ENTRIES -
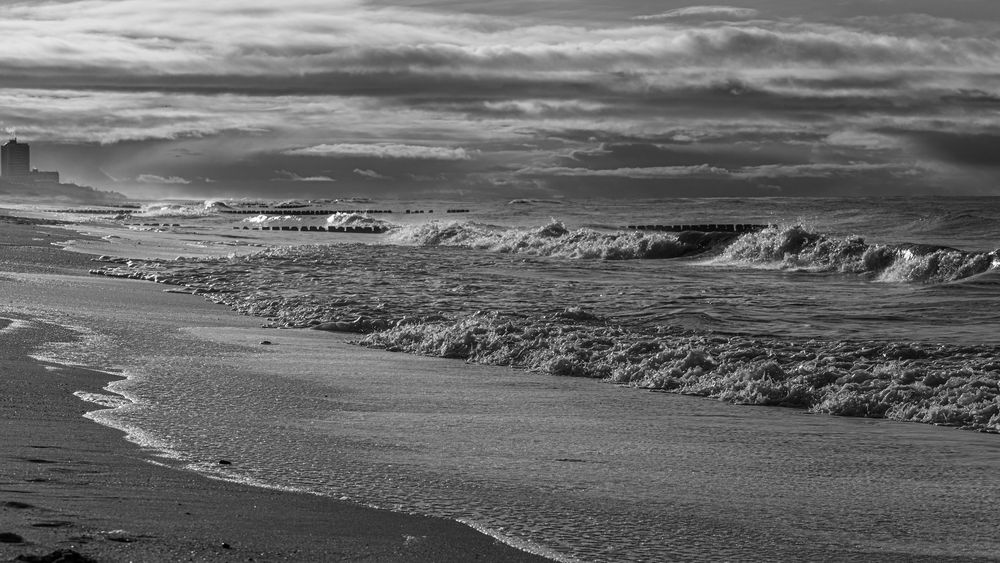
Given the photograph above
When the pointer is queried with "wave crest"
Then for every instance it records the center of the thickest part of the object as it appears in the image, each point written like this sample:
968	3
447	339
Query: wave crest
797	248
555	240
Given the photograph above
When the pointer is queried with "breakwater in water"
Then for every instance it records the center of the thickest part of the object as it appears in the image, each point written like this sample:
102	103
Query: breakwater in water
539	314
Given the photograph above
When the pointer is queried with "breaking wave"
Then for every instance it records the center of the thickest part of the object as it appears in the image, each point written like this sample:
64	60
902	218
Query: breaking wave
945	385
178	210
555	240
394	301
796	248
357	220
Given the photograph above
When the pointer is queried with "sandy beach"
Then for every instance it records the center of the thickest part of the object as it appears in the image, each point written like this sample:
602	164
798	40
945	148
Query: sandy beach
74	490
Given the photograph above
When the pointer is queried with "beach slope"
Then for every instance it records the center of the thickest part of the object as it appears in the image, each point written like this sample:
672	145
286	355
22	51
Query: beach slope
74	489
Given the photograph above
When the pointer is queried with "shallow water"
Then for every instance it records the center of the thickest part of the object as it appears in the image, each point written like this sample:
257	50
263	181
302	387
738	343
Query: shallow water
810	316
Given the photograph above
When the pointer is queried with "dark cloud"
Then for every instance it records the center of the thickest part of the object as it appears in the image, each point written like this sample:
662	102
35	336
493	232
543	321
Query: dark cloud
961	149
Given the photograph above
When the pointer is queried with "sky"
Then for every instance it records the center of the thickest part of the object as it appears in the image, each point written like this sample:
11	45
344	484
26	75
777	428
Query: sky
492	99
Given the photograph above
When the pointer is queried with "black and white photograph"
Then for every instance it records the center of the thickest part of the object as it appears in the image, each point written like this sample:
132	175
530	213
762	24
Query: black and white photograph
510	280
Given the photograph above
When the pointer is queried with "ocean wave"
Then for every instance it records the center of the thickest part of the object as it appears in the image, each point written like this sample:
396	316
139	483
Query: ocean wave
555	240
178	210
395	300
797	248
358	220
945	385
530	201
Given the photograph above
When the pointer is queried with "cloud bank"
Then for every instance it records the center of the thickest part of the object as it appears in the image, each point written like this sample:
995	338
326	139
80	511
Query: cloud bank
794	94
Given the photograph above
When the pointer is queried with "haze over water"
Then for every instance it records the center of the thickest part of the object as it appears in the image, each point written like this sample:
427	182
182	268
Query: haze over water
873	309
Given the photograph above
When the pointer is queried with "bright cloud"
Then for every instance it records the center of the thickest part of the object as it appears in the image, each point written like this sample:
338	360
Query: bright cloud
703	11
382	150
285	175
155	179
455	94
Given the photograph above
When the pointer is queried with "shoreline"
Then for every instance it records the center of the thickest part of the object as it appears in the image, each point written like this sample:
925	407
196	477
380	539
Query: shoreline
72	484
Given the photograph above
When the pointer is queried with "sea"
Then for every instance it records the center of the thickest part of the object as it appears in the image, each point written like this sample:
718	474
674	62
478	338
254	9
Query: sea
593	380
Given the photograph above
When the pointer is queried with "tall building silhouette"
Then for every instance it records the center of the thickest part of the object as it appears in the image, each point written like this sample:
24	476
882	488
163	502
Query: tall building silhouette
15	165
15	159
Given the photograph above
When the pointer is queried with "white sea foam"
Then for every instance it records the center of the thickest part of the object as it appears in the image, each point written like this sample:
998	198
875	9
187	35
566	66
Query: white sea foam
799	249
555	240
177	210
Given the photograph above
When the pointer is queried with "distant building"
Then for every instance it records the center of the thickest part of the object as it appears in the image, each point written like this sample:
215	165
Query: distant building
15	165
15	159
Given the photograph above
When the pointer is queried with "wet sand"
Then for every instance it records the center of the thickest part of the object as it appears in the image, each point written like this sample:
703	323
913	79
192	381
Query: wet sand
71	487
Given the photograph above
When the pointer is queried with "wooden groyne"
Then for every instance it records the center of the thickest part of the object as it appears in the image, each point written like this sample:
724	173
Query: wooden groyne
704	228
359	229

SET TASK - Pull out each line of the listing above that contains the word "bright", and copy those lines unchanged.

FINAL RESULT -
When the pointer is queried with "bright cloud"
Query: bright cloud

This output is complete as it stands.